**SELECTED PASSAGE**
-- start --

The purpose of mediation is not to determine who wins and who loses, but to develop creative solutions to disputes in a way that is not possible at a trial.
Resolving any dispute by pursing a case all the way to trial involves risks and costs (both time and money), stress, uncertainty and lost opportunity costs. Often claims go to court because both parties believe that they are right. Once a matter is before a judge, the parties no longer have control over the outcome. The decision is in the judge's hands and the judge will impose a decision on the parties.
As a result, there will always be a significant risk that the judge will decide against them. Yet parties tend to overestimate their chances of success in court and fail to take full account of the true costs of losing.
In mediation, the parties retain control over the outcome; they are able to decide how you want to resolve the dispute and don’t have to accept an outcome you are not happy with.
Mediation is usually much quicker and much less expensive than going to court, so it can be a more efficient way of resolving disagreements that allows everyone to move on from the problem sooner. It provides a safe and supportive environment. The mediator will listen to all views, talking to you privately, and sometimes together with the other party, to help guide you through the process.
Mediation is confidential. Where disputes are resolved through the court, it is potentially a very public process. However, when disputes are settled out of court through mediation, it is private between you and the other party. Parties in mediation may speak more openly than in court. Many people find mediation a more comfortable and constructive process than a trial.
Mediation can help preserve your relationships. Settling a dispute through an adversarial court battle can put added pressure on the relationship between both parties. However, mediation helps you focus on communicating effectively with each other to find solutions that work for all. In situations where the parties have an ongoing relationship, mediation is particularly helpful because it promotes cooperative problem-solving and improved communications.

-- end --

**ENTRIES**
-- start --

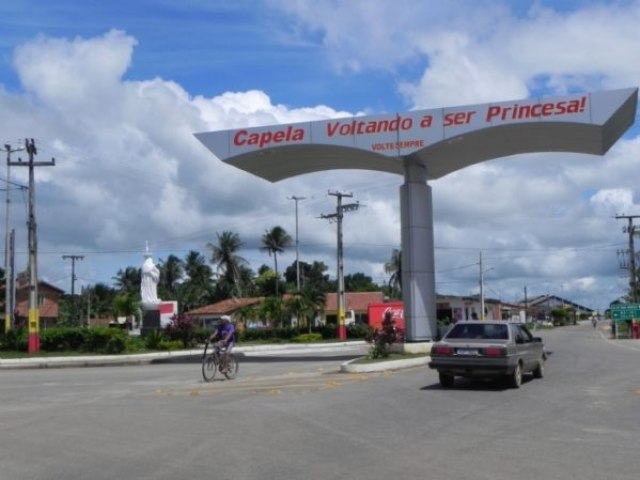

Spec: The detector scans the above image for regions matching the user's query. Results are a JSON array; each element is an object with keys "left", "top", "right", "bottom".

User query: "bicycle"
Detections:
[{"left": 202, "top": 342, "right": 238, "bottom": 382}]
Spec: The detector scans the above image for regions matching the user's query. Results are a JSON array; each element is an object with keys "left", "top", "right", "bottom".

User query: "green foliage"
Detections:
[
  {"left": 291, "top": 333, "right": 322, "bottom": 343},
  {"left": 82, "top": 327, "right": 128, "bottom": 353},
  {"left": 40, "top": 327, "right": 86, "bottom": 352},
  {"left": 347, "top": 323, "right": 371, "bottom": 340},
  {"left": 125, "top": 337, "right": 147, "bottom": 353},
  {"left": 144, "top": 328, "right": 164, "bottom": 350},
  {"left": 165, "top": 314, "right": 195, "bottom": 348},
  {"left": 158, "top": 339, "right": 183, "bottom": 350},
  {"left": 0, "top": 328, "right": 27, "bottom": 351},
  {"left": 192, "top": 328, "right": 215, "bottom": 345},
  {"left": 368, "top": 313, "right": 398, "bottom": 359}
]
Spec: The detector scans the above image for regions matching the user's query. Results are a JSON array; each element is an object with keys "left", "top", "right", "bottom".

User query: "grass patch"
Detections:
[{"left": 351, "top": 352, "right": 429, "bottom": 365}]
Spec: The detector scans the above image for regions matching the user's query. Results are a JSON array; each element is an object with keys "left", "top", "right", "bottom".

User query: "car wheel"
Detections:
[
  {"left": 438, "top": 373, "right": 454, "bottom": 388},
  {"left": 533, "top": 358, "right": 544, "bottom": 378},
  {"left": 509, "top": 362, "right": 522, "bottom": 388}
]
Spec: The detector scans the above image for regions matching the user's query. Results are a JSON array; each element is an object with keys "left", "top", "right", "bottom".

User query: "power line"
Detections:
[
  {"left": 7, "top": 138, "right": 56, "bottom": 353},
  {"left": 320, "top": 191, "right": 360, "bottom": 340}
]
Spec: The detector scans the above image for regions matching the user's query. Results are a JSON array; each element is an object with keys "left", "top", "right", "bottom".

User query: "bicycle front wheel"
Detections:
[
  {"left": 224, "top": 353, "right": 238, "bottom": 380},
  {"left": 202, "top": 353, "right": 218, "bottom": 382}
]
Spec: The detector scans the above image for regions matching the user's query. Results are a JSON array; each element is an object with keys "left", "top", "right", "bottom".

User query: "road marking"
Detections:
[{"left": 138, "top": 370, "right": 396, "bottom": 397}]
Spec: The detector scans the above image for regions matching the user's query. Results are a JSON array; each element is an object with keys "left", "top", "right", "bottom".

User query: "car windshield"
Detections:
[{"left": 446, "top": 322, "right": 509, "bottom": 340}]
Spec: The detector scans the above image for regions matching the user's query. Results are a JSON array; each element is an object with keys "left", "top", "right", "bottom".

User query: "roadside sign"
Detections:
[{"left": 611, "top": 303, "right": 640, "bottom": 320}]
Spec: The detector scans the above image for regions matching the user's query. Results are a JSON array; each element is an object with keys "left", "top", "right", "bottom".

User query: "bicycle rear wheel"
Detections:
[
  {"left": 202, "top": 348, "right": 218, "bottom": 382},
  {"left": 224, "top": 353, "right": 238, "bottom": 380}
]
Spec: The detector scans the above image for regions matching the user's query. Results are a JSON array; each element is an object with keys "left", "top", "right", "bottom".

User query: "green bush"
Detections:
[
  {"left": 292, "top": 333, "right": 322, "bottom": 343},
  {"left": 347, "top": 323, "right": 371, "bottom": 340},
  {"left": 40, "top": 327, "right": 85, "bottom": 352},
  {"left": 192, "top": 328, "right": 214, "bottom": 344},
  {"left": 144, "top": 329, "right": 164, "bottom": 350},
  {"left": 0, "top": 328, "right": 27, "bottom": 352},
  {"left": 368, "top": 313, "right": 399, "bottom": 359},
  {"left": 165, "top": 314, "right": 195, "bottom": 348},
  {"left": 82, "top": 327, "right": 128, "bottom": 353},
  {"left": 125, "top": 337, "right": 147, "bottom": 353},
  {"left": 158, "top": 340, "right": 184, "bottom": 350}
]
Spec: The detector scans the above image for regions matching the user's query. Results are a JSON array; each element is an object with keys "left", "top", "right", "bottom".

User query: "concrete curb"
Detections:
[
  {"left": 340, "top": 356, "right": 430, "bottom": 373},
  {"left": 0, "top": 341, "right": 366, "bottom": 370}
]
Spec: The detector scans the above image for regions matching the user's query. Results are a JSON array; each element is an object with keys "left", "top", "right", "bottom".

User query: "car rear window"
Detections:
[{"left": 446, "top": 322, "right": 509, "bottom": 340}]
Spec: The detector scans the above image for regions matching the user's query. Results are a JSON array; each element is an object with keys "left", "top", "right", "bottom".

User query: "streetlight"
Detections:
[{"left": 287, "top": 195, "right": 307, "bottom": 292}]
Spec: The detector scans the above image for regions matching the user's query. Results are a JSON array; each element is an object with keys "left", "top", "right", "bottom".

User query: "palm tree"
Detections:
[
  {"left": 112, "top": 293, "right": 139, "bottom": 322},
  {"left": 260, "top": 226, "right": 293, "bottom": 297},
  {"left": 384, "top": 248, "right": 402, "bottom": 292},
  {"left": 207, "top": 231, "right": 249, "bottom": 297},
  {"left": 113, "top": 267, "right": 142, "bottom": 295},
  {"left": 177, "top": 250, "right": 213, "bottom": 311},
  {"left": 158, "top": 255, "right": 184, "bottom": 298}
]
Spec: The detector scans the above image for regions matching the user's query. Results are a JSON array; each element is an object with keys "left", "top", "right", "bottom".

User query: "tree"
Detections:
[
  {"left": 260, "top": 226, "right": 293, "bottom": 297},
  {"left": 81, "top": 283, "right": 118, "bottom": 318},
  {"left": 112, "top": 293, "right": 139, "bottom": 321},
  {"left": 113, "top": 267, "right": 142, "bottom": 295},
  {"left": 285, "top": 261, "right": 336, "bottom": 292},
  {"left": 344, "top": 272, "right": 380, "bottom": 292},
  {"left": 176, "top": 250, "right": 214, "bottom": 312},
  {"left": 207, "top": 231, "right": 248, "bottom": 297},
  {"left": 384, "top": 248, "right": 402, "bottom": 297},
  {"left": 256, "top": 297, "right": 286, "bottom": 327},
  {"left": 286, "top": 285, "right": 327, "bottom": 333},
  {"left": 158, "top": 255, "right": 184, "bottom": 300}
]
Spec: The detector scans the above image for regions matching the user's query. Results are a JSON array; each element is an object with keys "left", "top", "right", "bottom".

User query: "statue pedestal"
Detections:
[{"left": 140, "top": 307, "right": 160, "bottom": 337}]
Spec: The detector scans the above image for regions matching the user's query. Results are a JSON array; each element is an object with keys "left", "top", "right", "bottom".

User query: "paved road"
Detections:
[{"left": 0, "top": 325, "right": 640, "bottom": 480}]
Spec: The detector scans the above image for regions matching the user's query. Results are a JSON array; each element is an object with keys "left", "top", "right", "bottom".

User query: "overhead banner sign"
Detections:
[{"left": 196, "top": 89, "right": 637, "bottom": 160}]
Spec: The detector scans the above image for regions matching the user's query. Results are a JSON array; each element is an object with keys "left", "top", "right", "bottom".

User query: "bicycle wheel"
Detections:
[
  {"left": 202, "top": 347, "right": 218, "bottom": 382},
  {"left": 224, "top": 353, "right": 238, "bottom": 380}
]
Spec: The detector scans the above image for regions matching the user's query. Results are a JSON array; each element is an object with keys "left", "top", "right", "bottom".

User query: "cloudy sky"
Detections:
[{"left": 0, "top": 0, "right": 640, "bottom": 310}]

-- end --
-- start --

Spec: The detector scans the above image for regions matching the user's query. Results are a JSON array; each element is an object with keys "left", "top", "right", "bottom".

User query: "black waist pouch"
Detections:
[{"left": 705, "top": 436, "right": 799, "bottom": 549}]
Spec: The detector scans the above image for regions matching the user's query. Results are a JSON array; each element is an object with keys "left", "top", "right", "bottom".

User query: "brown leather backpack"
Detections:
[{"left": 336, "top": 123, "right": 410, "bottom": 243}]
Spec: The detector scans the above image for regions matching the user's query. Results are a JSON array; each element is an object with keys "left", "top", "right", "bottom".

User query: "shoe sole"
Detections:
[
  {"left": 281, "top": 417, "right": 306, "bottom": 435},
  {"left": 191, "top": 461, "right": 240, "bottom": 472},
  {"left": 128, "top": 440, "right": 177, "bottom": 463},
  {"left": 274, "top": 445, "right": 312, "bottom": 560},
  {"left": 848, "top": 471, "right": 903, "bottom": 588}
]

-- end --

**YOUR OBJECTIVE**
Using the text on mediation, decide whether each statement agrees with it: (a) Mediation usually costs less and takes less time than going to court. (b) Once a case is before a judge, the parties still control the outcome. (c) Parties tend to underestimate their chances of winning in court. For each, answer yes or no and quote the words from the text that decide it. You can leave the records aside; they aren't needed for this.

**WRITTEN SOLUTION**
(a) Yes: "Mediation is usually much quicker and much less expensive than going to court"
(b) No: "Once a matter is before a judge, the parties no longer have control over the outcome."
(c) No: "parties tend to overestimate their chances of success in court"